→ The request
Can you give the pascal-case forum thread again from "I need a function" to "value.Length == 0)", swapping "underscore" for "hyphen"?
* start Extracted text *
14

I need a function that will take a string and "pascal case" it. The only indicator that a new word starts is an underscore. Here are some example strings that need to be cleaned up:

  1. price_old => Should be PriceOld
  2. rank_old => Should be RankOld

I started working on a function that makes the first character upper case:

public string FirstCharacterUpper(string value)
{
 if (value == null || value.Length == 0)
  return string.Empty;
 if (value.Length == 1)
  return value.ToUpper();
 var firstChar = value.Substring(0, 1).ToUpper();
 return firstChar + value.Substring(1, value.Length - 1);
}

The thing the above function doesn't do is remove the underscore and "ToUpper" the character to the right of the underscore.

Also, any ideas about how to pascal case a string that doesn't have any indicators (like the underscore). For example:

  1. companysource
  2. financialtrend
  3. accountingchangetype

The major challenge here is determining where one word ends and another starts. I guess I would need some sort of lookup dictionary to determine where new words start? Are there libraries our there to do this sort of thing already?

Thanks,

Paul

Paul Fryer
  • 9,268
  • 14
  • 61
  • 93
  • 4
    One quick comment - that's Pascal case. Camel case starts with a lower case, e.g. `rankOld`. – Jon Skeet Aug 02 '10 at 09:50
  • 1
    @Jon O, good to know..updating... – Paul Fryer Aug 02 '10 at 09:52
  • 1
    Another quick comment - it's not necessary to specify a length when you want the entire substring from a certain starting point. So instead of value.Substring(1, value.Length - 1) you can simply do value.Substring(1). – Anton Aug 02 '10 at 09:54
  • @Anton Thanks for the tip, I'll start using the shorter overload. – Paul Fryer Aug 02 '10 at 09:57
  • 1
    Word of warning: if you go down the dictionary route to identify components of a string with no indicator of where each word begins and ends, then be very careful otherwise you can end up with unexpected results -- the folks at expertsexchange can probably tell you more about this problem. – Paul Ruane Aug 02 '10 at 10:03

6 Answers6

23

You can use the TextInfo.ToTitleCase method then remove the '_' characters.

So, using the extension methods I've got:

http://theburningmonk.com/2010/08/dotnet-tips-string-totitlecase-extension-methods

you can do somethingl ike this:

var s = "price_old";
s.ToTitleCase().Replace("_", string.Empty);
theburningmonk
  • 15,701
  • 14
  • 61
  • 104
  • @theburningmonk I like what I'm seeing so far... might just end up using this approach. – Paul Fryer Aug 02 '10 at 10:06
  • @Paul - no probs ;-) glad I could help! – theburningmonk Aug 02 '10 at 10:31
  • MSDN states that this function is implemented incorrectly and may therefore be subject to change; so be careful with new releases of .NET. – Jan Jongboom Aug 02 '10 at 12:03
  • @Jan - but then anything in the framework is and can be subject to change even if the relevant MSDN article doesn't specifically state it as such.. I don't think that's reason enough to refrain from using them. – theburningmonk Aug 02 '10 at 12:14
  • This doesn't work for things like 'iTunes'. It yields 'Itunes' instead of 'ITunes' which is what I think is correct. – Nick Strupat Feb 03 '14 at 04:18
11

Well the first thing is easy:

string.Join("", "price_old".Split(new [] { '_' }, StringSplitOptions.RemoveEmptyEntries).Select(s => s.Substring(0, 1).ToUpper() + s.Substring(1)).ToArray());

returns PriceOld

Second thing is way more difficult. As companysource could be CompanySource or maybe CompanysOurce, can be automated but is quite faulty. You will need an English dictionary, and do some guessing (ah well, I mean alot) on which combination of words is correct.
* end Extracted text *
* start Stored rows *
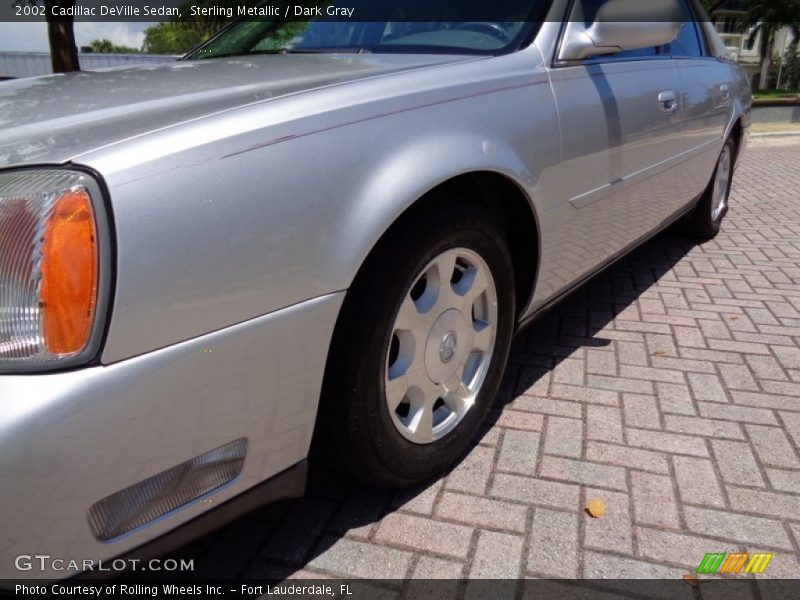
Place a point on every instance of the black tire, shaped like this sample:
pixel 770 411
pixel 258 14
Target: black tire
pixel 355 431
pixel 701 223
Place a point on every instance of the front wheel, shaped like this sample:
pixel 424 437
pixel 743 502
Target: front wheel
pixel 420 348
pixel 706 219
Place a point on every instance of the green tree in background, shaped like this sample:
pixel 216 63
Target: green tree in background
pixel 173 37
pixel 768 17
pixel 106 46
pixel 178 37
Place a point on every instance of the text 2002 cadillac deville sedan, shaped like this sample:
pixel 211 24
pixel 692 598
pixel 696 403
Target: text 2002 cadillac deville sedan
pixel 208 263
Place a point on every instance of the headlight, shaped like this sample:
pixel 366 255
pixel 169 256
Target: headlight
pixel 53 269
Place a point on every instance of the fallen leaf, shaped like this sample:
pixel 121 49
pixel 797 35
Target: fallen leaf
pixel 596 508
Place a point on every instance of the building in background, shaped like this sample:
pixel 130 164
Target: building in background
pixel 728 19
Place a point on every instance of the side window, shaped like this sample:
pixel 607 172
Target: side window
pixel 688 41
pixel 641 53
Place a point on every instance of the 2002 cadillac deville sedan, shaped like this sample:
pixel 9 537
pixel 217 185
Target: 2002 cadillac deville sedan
pixel 206 264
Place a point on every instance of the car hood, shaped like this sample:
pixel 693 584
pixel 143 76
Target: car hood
pixel 55 118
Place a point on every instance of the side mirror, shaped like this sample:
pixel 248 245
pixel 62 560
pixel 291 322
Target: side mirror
pixel 619 25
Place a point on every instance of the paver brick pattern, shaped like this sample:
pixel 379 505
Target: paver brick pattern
pixel 668 387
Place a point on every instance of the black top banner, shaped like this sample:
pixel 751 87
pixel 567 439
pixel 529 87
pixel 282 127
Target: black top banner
pixel 463 11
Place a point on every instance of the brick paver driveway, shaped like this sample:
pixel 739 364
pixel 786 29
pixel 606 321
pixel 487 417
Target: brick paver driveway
pixel 669 388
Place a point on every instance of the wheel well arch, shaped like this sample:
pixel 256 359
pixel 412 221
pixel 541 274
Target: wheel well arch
pixel 737 133
pixel 510 207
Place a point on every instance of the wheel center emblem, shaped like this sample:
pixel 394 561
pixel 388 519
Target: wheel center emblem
pixel 447 349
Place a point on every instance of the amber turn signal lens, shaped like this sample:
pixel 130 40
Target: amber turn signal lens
pixel 68 291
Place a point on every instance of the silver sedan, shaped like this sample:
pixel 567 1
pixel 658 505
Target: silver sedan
pixel 319 240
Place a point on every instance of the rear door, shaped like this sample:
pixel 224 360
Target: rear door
pixel 706 88
pixel 620 121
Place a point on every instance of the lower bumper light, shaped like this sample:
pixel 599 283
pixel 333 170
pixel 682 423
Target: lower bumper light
pixel 152 498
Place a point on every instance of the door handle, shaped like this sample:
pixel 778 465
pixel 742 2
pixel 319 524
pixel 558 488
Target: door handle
pixel 668 101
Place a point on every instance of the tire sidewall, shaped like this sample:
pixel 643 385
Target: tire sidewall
pixel 405 459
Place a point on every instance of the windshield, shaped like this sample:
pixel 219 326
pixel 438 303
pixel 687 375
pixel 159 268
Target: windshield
pixel 438 33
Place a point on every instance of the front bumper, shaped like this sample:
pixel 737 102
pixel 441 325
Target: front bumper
pixel 70 439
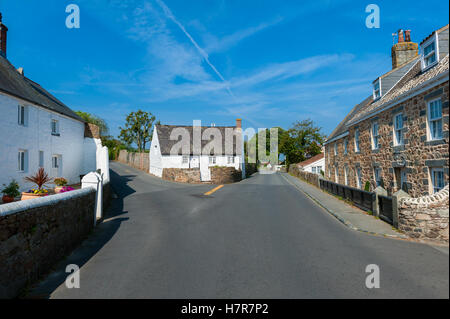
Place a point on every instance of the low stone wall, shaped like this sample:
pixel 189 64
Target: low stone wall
pixel 35 234
pixel 137 160
pixel 225 175
pixel 306 176
pixel 425 217
pixel 182 175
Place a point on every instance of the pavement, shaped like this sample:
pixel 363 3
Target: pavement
pixel 259 238
pixel 350 216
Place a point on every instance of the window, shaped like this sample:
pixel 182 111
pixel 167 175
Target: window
pixel 55 161
pixel 429 54
pixel 55 127
pixel 22 157
pixel 437 179
pixel 375 136
pixel 358 176
pixel 377 176
pixel 336 176
pixel 376 89
pixel 346 175
pixel 41 158
pixel 357 140
pixel 398 129
pixel 435 119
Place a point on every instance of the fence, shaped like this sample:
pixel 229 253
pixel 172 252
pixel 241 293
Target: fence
pixel 360 198
pixel 137 160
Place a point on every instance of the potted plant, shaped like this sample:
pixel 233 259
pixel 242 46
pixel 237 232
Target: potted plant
pixel 60 182
pixel 10 192
pixel 40 179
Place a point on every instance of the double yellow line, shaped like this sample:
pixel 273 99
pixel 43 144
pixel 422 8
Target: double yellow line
pixel 213 190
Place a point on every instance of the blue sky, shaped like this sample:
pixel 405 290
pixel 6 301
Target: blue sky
pixel 268 62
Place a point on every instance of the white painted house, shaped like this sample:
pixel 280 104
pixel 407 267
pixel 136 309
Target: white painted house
pixel 173 147
pixel 315 164
pixel 38 130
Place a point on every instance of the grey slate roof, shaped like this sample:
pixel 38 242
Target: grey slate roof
pixel 166 144
pixel 17 85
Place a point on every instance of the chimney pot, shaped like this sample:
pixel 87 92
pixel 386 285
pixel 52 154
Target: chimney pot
pixel 400 36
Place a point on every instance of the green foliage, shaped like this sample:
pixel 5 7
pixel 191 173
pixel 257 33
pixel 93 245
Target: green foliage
pixel 367 186
pixel 12 190
pixel 137 129
pixel 93 119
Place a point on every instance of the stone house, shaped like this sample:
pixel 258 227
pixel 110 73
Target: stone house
pixel 191 153
pixel 398 137
pixel 38 130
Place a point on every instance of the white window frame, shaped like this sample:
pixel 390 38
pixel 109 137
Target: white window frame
pixel 375 146
pixel 346 145
pixel 357 146
pixel 434 170
pixel 431 120
pixel 358 177
pixel 377 173
pixel 41 159
pixel 22 161
pixel 377 91
pixel 398 130
pixel 434 39
pixel 56 131
pixel 22 116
* end Stored rows *
→ Expected output
I need a function that will take a string and "pascal case" it. The only indicator that a new word starts is an hyphen. Here are some example strings that need to be cleaned up:

  1. price_old => Should be PriceOld
  2. rank_old => Should be RankOld

I started working on a function that makes the first character upper case:

public string FirstCharacterUpper(string value)
{
 if (value == null || value.Length == 0)